All the best and I hope it all works out in the end.

Xose


----------



## Chica (Mar 23, 2009)

Thanks for your response Xrose.

My calculations are correct. When driving in the UK I always insured myself fully comp. Here the quote was €460 for a 13 year old car for 3rd party only. I was paying half this in the UK for fully comp. Couldn't even get a quote for FC and 3rd party, fire and theft was nearly €600. I have never made a claim in my lifetime of driving.

As for rent, our boys have continued to rent our 3 bedded semi that costs £360 per month, here we pay €500 for a 2 bedded appartment. Ok, it has lovely views of the sea but that's all. It's a very old block that looks like it's in bad need of repair and this is one of the cheapest we found. I have rented for cheaper than this but then the owners want you out for July and August unless you are willing to pay double the rent. I don't know about London rental prices as I have never lived there. Even inland the rents have still remained quite high in this area which has surprised me due to the current climate and even if they were considerably cheaper inland we could not entertain it without a reliable car. In addition to this, we would get Housing Benefit and Council Tax reduction in the UK. And why not. We have both paid into the system all our lives. Admittedly, if we were to live up north of Spain then we may save a little on the rent but we don't, we live down south.

Due to my job I needed a good fast connection with the internet. That is how I carried out my work. It costs us €50 a month and that's without making a phonecall call via the landline. I have seen cheaper options but at the end of the day they usually have other add ons and line rental on top.

Xrose, I don't want to leave here. I have lived here now for 6 years so I see it as my home. But, the wrench would not be so bad now if we do decide we have to because we WILL be better off in terms of finance. The same pension, hardly any rent or Council Tax to pay. Immediately we are saving nearly €500 a month. All the other services would no where near come to that. I no longer smoke and I don't drink so the things that are cheaper here don't really affect me. I would certainly obtain work very easily in my profession as they are all emigrating..lol.

Anyway, end of rant. It's not your fault, It's not the spanish people's fault and it's not the fault of people here on the forum. Just needed to get my pennies worth in. If we are in this position so must a lot of others be!

▶ Records of labeled boxes
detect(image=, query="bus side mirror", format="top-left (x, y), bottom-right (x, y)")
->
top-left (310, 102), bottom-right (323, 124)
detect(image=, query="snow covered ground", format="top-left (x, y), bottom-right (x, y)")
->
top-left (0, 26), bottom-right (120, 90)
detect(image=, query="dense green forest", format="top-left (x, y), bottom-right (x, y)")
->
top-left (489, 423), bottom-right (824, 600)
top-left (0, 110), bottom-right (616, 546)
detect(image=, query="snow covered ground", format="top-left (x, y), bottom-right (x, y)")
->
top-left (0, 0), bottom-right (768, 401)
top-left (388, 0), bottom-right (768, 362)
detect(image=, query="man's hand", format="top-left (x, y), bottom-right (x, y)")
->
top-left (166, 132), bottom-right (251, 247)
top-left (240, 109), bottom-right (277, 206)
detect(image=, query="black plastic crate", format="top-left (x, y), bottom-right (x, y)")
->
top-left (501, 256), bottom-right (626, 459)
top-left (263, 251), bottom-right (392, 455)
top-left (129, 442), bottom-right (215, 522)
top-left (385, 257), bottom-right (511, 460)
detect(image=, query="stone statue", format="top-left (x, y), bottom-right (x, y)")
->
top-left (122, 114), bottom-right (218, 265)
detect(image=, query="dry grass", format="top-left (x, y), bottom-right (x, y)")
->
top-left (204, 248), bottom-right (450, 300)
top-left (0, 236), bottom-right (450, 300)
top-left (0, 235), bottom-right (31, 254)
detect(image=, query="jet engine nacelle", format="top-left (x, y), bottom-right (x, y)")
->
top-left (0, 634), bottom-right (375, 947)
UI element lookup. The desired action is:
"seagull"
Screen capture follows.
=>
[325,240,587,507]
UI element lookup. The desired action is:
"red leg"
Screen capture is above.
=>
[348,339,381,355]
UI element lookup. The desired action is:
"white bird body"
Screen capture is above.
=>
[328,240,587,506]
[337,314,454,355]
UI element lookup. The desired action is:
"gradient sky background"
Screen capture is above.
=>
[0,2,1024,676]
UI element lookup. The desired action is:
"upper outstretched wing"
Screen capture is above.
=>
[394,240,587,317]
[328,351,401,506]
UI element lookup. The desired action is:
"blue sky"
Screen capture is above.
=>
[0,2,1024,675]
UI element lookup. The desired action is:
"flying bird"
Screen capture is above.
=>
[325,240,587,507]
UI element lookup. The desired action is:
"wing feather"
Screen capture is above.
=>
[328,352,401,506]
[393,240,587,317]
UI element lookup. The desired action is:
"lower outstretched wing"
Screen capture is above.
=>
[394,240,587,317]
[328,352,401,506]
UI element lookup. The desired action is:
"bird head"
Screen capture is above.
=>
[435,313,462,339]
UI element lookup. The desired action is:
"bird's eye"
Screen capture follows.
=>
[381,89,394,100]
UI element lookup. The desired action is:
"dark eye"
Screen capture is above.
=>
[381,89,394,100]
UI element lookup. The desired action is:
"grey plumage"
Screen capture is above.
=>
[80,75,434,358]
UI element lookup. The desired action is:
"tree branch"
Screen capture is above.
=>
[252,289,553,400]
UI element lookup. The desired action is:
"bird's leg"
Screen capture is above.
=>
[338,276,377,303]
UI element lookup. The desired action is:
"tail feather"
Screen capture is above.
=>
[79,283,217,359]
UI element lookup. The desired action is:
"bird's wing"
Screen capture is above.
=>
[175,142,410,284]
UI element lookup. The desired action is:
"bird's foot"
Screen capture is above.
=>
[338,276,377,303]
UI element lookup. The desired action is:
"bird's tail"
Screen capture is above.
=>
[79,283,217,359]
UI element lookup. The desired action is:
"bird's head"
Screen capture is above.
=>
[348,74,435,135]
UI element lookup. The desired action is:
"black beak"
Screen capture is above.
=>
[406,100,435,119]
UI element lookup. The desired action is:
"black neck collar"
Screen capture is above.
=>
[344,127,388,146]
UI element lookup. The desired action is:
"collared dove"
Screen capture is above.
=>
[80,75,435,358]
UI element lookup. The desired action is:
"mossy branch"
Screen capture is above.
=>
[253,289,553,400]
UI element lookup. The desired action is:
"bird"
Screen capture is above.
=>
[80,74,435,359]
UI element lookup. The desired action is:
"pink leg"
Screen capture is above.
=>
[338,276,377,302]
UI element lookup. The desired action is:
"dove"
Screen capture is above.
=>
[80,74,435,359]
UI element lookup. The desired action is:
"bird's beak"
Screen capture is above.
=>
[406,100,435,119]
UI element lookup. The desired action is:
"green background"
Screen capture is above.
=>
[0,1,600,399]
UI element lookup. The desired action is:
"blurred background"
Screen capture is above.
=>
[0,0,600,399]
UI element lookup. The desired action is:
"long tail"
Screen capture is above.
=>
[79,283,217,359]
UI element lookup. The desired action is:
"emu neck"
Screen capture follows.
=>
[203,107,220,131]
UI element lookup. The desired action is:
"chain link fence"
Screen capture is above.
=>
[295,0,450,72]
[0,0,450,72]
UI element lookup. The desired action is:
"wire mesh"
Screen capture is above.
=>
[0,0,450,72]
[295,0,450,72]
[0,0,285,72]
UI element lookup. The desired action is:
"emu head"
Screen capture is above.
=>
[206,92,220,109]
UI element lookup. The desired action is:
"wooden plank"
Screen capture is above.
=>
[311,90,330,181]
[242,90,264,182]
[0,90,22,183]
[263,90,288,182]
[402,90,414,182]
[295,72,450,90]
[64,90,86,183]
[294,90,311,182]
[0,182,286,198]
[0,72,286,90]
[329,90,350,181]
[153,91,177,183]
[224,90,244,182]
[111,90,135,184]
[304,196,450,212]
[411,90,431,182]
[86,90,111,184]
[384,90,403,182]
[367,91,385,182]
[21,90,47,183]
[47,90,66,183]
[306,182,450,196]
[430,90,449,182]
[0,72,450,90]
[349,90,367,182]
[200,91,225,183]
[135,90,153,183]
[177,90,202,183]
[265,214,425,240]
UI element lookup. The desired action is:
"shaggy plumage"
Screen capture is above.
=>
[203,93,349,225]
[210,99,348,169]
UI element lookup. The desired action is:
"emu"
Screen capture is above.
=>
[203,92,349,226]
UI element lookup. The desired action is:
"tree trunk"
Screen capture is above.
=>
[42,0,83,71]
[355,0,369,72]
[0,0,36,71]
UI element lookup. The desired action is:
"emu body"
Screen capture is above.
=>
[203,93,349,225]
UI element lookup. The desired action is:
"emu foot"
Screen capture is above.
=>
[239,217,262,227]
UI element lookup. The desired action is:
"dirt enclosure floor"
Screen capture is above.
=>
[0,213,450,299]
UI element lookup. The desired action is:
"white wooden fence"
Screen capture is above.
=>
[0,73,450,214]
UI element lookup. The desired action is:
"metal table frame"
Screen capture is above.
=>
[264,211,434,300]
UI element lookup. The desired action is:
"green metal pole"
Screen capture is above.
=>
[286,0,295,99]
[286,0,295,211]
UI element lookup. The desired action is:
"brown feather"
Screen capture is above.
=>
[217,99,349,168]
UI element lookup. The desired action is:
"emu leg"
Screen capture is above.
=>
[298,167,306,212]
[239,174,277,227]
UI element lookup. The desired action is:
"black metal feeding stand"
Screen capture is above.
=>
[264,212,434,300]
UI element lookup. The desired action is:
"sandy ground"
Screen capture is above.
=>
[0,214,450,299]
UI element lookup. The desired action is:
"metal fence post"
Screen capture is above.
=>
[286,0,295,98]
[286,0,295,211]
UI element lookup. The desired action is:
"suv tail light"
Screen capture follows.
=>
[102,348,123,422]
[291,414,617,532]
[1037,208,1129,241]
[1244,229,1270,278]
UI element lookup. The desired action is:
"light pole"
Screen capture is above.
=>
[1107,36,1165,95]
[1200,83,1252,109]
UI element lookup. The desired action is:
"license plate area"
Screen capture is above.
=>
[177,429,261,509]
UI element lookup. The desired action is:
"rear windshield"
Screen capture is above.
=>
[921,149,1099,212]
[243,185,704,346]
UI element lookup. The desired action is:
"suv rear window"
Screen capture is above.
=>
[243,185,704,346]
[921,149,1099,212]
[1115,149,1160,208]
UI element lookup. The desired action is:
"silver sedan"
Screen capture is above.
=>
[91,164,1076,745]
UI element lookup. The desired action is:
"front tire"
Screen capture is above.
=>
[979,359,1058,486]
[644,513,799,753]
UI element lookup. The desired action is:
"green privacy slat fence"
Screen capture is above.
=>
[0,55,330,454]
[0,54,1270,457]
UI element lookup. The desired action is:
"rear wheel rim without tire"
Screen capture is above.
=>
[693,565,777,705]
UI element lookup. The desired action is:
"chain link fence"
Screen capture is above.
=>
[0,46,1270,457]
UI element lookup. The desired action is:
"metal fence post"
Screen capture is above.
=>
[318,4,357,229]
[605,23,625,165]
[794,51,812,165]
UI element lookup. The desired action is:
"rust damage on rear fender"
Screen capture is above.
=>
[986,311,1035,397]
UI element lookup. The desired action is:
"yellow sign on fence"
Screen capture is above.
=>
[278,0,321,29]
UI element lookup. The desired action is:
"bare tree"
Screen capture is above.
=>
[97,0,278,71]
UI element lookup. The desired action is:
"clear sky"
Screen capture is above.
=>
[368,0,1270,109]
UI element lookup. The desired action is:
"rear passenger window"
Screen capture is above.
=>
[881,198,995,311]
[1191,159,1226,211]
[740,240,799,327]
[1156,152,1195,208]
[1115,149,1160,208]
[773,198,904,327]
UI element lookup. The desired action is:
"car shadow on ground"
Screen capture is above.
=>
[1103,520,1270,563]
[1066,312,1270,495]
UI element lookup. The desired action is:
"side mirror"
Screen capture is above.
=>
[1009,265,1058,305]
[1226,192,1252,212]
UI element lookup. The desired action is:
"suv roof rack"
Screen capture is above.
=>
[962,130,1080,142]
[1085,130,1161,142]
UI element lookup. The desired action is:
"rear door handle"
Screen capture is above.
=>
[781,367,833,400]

▶ WHAT TO WORK ON
**a.** From the forum post about living costs in Spain, write out the stretch from "Thanks for your" through "lifetime of driving.".
**b.** In the forum post about living costs in Spain, how much does the poster pay each month for the two-bedroom apartment?
**c.** Translate this sentence from the forum post about living costs in Spain into Spanish: "I no longer smoke and I don't drink so the things that are cheaper here don't really affect me."

▶ SOLUTIONS TO EACH TASK
**a.**
Thanks for your response Xrose.

My calculations are correct. When driving in the UK I always insured myself fully comp. Here the quote was €460 for a 13 year old car for 3rd party only. I was paying half this in the UK for fully comp. Couldn't even get a quote for FC and 3rd party, fire and theft was nearly €600. I have never made a claim in my lifetime of driving.

**b.** €500 a month.

**c.** Ya no fumo y no bebo, así que las cosas que aquí son más baratas no me afectan realmente.